Can Midseason Records Predict WNBA Playoff Teams?

Data Cleaning
Missing Data
Frequency Tables
Clean WNBA team-game data and investigate whether teams ranked in the top eight midway through the season tend to make the playoffs.
Authors
Affiliation

Kristen Varin

St. Lawrence University

Ivan Ramler

St. Lawrence University

Published

May 27, 2026

Module

Please note that these material have not yet completed the required pedagogical and industry peer-reviews to become a published module on the SCORE Network. However, instructors are still welcome to use these materials if they are so inclined.

Introduction

The WNBA worksheet introduces the idea of using team records from earlier in the season to predict which teams will make the playoffs. Most of the time, we would expect teams with better records halfway through the season to have a higher chance of making the playoffs, but is this always the case? Just as importantly, how do we know whether the data we are using are complete and reliable enough for this analysis? By completing this worksheet, you will work through several data cleaning steps involving WNBA team-game data and then use the cleaned data to investigate the relationship between midseason performance and playoff outcomes.

The Women’s National Basketball Association (WNBA) is a professional basketball league in the United States that was founded in 1996. It was established by the NBA as a counterpart to promote women’s basketball at the professional level. The league’s inaugural season began in 1997 with eight teams.

Throughout its history, the WNBA has been a pioneering force in women’s sports, providing a platform for talented athletes to showcase their skills and inspire fans globally. The league has expanded and contracted over the years and, typically consisting of 12 or 13 teams. As of 2026, the league consists of 15 teams with plans to expand further. The table below shows the size of the league since its inception.

§ §

_Task requirements_.
**a)** According to the page extract, why have these materials not yet become a published module on the SCORE Network?
**b)** In the page extract, rewrite the passage from "Please note that" to "are so inclined.", replacing "instructors" with "teachers".

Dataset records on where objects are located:
§ §

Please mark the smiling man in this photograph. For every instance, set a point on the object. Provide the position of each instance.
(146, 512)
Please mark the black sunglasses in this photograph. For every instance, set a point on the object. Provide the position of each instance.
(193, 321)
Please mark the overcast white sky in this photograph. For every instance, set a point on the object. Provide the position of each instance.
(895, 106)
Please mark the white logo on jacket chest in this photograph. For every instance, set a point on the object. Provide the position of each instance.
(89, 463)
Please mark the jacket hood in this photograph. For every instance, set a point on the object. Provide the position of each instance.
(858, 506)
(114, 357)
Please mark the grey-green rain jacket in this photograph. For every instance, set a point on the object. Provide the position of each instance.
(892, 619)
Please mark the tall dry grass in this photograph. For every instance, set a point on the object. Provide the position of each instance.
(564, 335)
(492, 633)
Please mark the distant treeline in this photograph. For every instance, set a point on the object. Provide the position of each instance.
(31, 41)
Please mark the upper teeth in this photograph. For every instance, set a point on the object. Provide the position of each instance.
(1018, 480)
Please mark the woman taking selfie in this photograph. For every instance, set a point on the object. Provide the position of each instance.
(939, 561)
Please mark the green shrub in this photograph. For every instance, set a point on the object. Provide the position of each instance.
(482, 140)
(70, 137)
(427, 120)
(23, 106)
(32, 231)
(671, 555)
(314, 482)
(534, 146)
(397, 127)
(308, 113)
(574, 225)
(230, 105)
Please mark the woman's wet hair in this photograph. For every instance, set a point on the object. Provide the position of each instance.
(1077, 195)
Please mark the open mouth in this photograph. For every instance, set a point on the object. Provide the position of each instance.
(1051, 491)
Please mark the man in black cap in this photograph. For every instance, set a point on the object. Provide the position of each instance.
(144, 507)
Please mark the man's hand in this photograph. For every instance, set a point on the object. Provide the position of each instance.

§ §

_Outputs in order_.
**a)** They have not yet completed the required pedagogical and industry peer reviews. Instructors are still welcome to use them if they choose.

**b)**
Please note that these material have not yet completed the required pedagogical and industry peer-reviews to become a published module on the SCORE Network. However, teachers are still welcome to use these materials if they are so inclined.